Bien sûr, le processus de polarisation politique – vers la droite et vers la gauche – n’est pas homogène et mécanique. Une partie de l’ancien électorat du PS lui demeure fidèle ; une autre partie se tourne vers Génération.s. C’est le cas, en particulier, dans les classes moyennes et les couches supérieures du salariat. Par ailleurs, une partie des électeurs de Mélenchon en 2017 s’en détournent pour différentes raisons. Autrement dit, l’espace que se disputent le PS, Hamon, les Verts et le PCF existe bel et bien. Il peut même donner l’impression de grandir le temps d’un sondage ou d’une élection intermédiaire (exemple : le score des Verts aux européennes). Mais cela ne change rien à la tendance politique la plus fondamentale, qui n’est pas favorable aux positions intermédiaires et modérées. Tant que la FI apparaîtra comme la grande force de gauche la plus radicale et la plus anti-système, elle conservera son avantage sur toutes les autres.

Nous ne pouvons pas prévoir ce que deviendront toutes ces organisations à long terme (dans 15 ou 20 ans). Par exemple, le déclin du PS et du PCF est-il irréversible ? C’est tout à fait possible. Mais cela dépend d’un certain nombre de facteurs que nous ne pouvons pas anticiper. Cela dépend, notamment, de ce que deviendra la FI, qui va au-devant de grandes turbulences. Il est inutile de spéculer sur les différentes possibilités à long terme. Pour notre orientation et notre travail, il nous suffit de comprendre que dans l’immédiat, compte tenu de la crise du capitalisme et de la polarisation politique, la FI est la mieux placée pour cristalliser l’opposition de gauche à la politique du gouvernement. En conséquence, elle est aussi la mieux placée, à ce stade, pour constituer la force dominante d’un futur gouvernement de gauche.

──────────────────────────────

- CONSIGNES À SUIVRE:
a: D'après l'extrait, pourquoi la FI est-elle la mieux placée pour devenir la force dominante d'un futur gouvernement de gauche ? Répondez en une à trois phrases.
b: Recopiez le passage de l'extrait qui commence par « Nous ne pouvons pas prévoir » et se termine par « gouvernement de gauche. ».

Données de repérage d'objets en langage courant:
──────────────────────────────

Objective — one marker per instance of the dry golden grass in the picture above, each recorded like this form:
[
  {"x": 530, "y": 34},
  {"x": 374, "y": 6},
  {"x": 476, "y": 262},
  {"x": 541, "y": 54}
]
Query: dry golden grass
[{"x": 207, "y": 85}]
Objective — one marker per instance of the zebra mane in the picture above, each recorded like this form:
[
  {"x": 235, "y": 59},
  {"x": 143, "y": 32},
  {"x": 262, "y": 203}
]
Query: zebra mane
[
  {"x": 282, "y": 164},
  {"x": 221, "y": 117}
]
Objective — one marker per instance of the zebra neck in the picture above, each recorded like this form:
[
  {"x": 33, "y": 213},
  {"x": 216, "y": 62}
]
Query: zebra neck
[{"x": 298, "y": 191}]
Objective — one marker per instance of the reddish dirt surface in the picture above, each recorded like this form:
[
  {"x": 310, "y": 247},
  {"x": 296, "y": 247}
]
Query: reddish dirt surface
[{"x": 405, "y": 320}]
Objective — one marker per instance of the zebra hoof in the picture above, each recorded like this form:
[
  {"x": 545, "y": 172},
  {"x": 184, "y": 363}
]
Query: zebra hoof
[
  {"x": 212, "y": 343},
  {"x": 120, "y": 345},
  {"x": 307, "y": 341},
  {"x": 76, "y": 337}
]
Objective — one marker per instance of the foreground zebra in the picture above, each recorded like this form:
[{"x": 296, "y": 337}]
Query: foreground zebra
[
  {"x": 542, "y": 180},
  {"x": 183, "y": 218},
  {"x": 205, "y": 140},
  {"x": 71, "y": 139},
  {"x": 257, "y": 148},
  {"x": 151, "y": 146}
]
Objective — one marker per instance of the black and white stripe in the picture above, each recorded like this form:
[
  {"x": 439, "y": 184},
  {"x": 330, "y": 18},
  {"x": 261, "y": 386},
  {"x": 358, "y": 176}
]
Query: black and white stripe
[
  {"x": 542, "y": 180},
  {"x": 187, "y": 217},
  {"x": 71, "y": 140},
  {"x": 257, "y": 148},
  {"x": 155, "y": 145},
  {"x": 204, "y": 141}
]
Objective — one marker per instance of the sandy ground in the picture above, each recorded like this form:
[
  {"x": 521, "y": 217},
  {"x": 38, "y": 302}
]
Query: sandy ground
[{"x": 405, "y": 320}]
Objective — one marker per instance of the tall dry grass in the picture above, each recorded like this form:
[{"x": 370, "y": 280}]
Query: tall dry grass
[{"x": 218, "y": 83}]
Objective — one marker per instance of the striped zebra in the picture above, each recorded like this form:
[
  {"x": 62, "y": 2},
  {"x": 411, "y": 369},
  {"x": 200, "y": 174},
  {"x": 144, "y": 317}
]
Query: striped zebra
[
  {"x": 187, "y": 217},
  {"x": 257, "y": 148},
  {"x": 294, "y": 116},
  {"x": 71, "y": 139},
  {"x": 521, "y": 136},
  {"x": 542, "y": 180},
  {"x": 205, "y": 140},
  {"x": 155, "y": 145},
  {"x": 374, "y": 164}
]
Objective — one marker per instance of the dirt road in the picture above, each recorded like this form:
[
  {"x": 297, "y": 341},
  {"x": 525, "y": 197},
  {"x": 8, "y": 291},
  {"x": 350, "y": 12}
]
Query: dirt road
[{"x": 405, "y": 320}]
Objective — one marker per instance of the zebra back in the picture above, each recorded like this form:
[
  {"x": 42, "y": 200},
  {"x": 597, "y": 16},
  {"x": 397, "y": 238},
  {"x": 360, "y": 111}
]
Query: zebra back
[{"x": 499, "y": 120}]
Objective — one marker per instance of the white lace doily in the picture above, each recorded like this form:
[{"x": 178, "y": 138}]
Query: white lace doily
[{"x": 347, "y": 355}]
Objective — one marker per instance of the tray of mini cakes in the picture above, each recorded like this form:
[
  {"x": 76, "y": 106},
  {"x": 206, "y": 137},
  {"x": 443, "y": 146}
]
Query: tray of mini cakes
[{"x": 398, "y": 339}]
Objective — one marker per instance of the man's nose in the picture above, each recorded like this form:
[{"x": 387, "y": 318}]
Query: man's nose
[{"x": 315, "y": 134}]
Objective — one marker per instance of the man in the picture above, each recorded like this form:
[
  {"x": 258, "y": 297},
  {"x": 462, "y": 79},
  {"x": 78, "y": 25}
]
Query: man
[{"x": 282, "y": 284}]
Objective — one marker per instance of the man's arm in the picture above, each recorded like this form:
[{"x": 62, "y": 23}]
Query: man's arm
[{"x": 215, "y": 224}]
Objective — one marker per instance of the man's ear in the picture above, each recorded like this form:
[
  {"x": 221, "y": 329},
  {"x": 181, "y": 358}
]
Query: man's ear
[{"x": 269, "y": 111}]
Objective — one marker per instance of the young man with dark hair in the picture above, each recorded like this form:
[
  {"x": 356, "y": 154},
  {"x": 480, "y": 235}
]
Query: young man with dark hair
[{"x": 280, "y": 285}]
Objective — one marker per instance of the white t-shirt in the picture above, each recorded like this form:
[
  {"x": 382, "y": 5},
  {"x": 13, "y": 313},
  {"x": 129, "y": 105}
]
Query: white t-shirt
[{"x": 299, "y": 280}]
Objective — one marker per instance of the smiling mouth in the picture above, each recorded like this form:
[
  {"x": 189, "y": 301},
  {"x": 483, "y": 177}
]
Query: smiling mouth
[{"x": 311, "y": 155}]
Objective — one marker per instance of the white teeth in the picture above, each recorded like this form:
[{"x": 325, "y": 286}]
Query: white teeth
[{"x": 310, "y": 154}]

──────────────────────────────

- RÉPONSES AUX CONSIGNES:
a: Parce que, dans l'immédiat, avec la crise du capitalisme et la polarisation politique, c'est elle qui est la mieux placée pour cristalliser l'opposition de gauche à la politique du gouvernement. Le texte en tire la conséquence qu'elle est aussi la mieux placée, à ce stade, pour dominer un futur gouvernement de gauche.

b:
Nous ne pouvons pas prévoir ce que deviendront toutes ces organisations à long terme (dans 15 ou 20 ans). Par exemple, le déclin du PS et du PCF est-il irréversible ? C’est tout à fait possible. Mais cela dépend d’un certain nombre de facteurs que nous ne pouvons pas anticiper. Cela dépend, notamment, de ce que deviendra la FI, qui va au-devant de grandes turbulences. Il est inutile de spéculer sur les différentes possibilités à long terme. Pour notre orientation et notre travail, il nous suffit de comprendre que dans l’immédiat, compte tenu de la crise du capitalisme et de la polarisation politique, la FI est la mieux placée pour cristalliser l’opposition de gauche à la politique du gouvernement. En conséquence, elle est aussi la mieux placée, à ce stade, pour constituer la force dominante d’un futur gouvernement de gauche.